"Vom Entwicklungsdienst zum Weltdienst" – unter dieser Überschrift begeht die Arbeitsgemeinschaft für Entwicklungshilfe (AGEH) mit Sitz in Köln ihr 60-jähriges Bestehen. Das heißt, seit 1959 hat der Personaldienstleister der deutschen Katholiken für internationale Zusammenarbeit, der unter anderem die großen Hilfswerke Caritas International, Misereor und Renovabis zu seinen Auftraggebern zählt, rund 7.000 Fachkräfte in Entwicklungsprojekte weltweit vermittelt und versteht sich daher als Personal- und Beratungsfachdienst mit einer international anerkannten Expertise. Der runde Geburtstag am 15. November wird mit einem Dankgottesdienst, den der Bamberger Erzbischof Ludwig Schick, Leiter der Kommission Weltkirche bei der Deutschen Bischofskonferenz, an diesem Tag um 10.30 Uhr in der Kölner Innenstadtkirche St. Peter zelebriert, und einem anschließenden Festakt im Rautenstrauch-Joest-Museum gefeiert.

++++

**ZIEL 1:**
Bitte such alle Zeilen heraus, in denen die Zeichenfolge „strap“ vorkommt, und gib jede davon vollständig wieder. Groß- und Kleinschreibung zählt.

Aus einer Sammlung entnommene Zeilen
++++

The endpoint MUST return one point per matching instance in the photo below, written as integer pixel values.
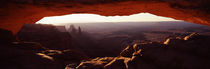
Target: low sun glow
(93, 18)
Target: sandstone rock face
(32, 55)
(195, 11)
(23, 55)
(175, 53)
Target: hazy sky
(90, 18)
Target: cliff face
(14, 14)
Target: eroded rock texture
(32, 55)
(15, 13)
(189, 52)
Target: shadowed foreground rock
(32, 55)
(189, 52)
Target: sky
(93, 18)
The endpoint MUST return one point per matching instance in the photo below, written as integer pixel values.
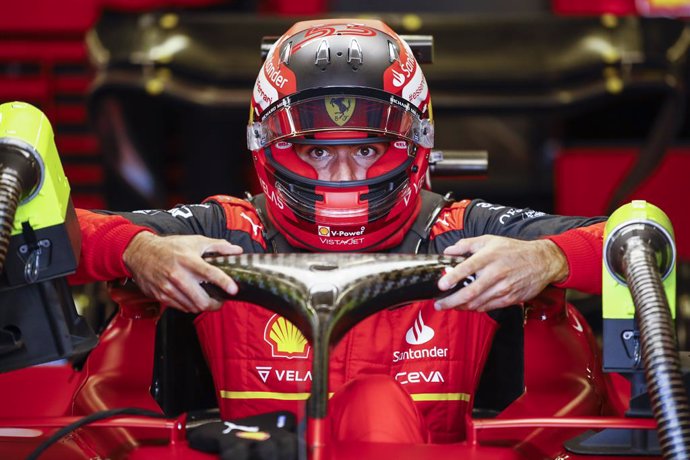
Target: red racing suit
(260, 362)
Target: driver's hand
(170, 268)
(507, 271)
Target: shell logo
(285, 339)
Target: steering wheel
(327, 294)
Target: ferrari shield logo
(340, 109)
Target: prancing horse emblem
(340, 109)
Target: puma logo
(256, 228)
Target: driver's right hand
(171, 268)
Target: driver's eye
(367, 151)
(319, 153)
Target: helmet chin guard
(333, 83)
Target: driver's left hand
(507, 271)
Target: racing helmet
(341, 82)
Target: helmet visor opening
(331, 113)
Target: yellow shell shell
(287, 338)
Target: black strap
(274, 239)
(416, 240)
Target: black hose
(659, 349)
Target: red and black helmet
(336, 82)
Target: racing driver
(340, 131)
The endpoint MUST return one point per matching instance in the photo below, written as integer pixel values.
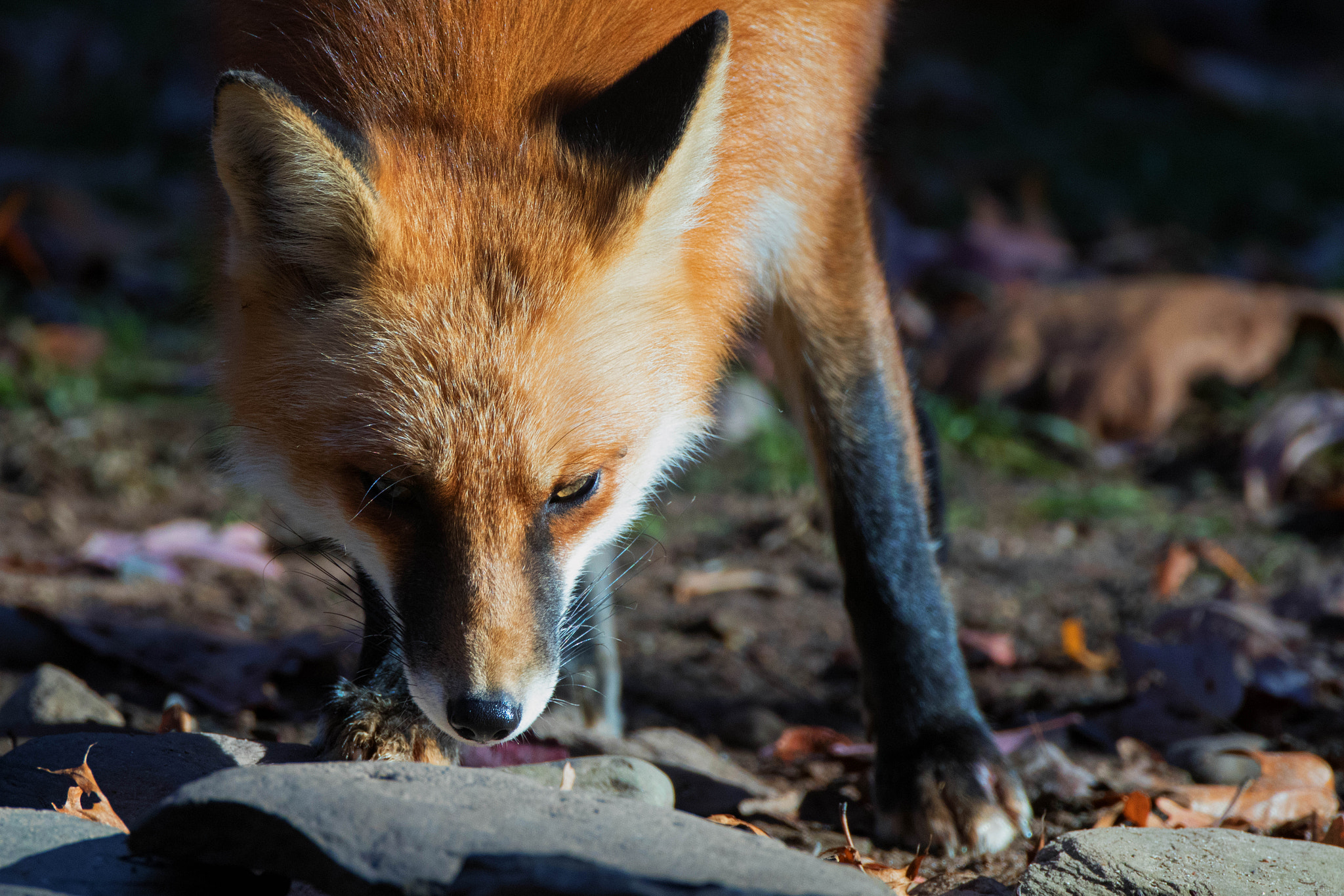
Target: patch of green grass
(772, 461)
(960, 515)
(1093, 502)
(1004, 439)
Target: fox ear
(292, 178)
(641, 120)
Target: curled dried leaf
(101, 810)
(1177, 566)
(1074, 640)
(177, 718)
(1109, 816)
(1137, 807)
(1178, 816)
(730, 821)
(1221, 559)
(695, 583)
(1292, 786)
(1335, 833)
(807, 741)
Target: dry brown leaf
(1074, 640)
(1178, 816)
(1335, 833)
(900, 880)
(1118, 355)
(175, 718)
(1177, 566)
(1217, 556)
(1292, 785)
(695, 583)
(1137, 807)
(87, 785)
(996, 645)
(807, 741)
(730, 821)
(1109, 816)
(787, 805)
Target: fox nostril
(484, 720)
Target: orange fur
(492, 315)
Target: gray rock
(705, 782)
(605, 777)
(978, 887)
(50, 697)
(363, 828)
(1047, 770)
(45, 853)
(1205, 760)
(135, 770)
(674, 747)
(1152, 861)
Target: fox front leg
(938, 777)
(374, 716)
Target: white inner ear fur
(327, 209)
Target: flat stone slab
(1152, 861)
(50, 696)
(352, 829)
(621, 777)
(135, 770)
(45, 853)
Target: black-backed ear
(639, 121)
(295, 180)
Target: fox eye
(576, 491)
(383, 491)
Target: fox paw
(365, 723)
(954, 793)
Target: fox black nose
(484, 720)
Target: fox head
(467, 350)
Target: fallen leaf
(898, 879)
(1137, 807)
(70, 346)
(695, 583)
(1335, 833)
(1292, 785)
(1109, 816)
(1118, 355)
(1178, 816)
(1010, 739)
(730, 821)
(1177, 566)
(177, 718)
(1295, 429)
(807, 741)
(1074, 640)
(101, 810)
(1217, 556)
(784, 806)
(996, 645)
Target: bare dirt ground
(734, 668)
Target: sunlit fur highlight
(482, 306)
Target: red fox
(486, 262)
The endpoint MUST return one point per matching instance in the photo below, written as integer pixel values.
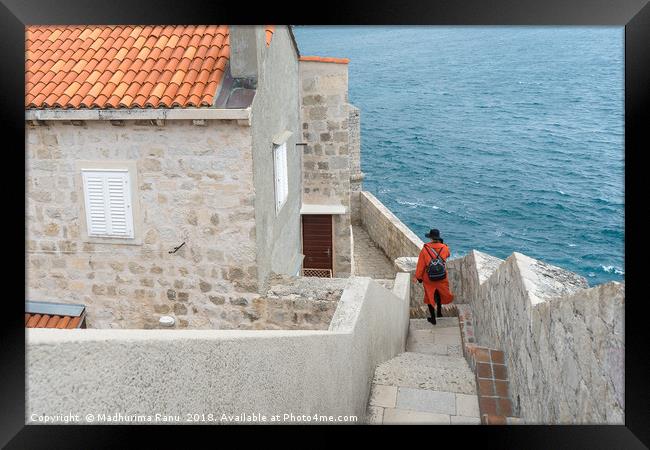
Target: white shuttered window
(107, 195)
(281, 176)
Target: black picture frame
(634, 15)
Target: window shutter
(108, 203)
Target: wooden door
(317, 241)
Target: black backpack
(436, 269)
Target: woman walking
(431, 270)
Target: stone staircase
(430, 383)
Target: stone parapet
(563, 342)
(212, 373)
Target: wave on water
(613, 269)
(416, 204)
(497, 160)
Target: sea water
(504, 138)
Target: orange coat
(430, 287)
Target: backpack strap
(434, 252)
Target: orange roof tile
(125, 66)
(325, 59)
(48, 321)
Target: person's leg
(432, 311)
(438, 303)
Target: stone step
(441, 322)
(434, 372)
(387, 283)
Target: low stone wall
(211, 373)
(386, 230)
(563, 342)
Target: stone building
(170, 169)
(194, 171)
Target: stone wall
(326, 157)
(275, 110)
(181, 372)
(194, 185)
(563, 342)
(386, 230)
(356, 176)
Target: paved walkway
(431, 383)
(370, 260)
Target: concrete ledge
(563, 342)
(185, 372)
(139, 114)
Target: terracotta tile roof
(270, 29)
(47, 321)
(124, 66)
(325, 59)
(54, 315)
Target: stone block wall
(276, 110)
(194, 185)
(326, 155)
(386, 230)
(563, 342)
(266, 372)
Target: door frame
(302, 239)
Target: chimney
(243, 52)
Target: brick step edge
(489, 419)
(422, 312)
(488, 364)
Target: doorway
(317, 245)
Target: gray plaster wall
(564, 342)
(327, 157)
(276, 109)
(193, 184)
(180, 372)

++++

**ZIEL 2:**
Wie viele Fachkräfte hat die AGEH laut dem Text über ihr Jubiläum seit 1959 in Entwicklungsprojekte vermittelt?

**RICHTIGE ANTWORT 1:**
Target: black strap
Target: backpack strap

**RICHTIGE ANTWORT 2:**
Rund 7.000 Fachkräfte.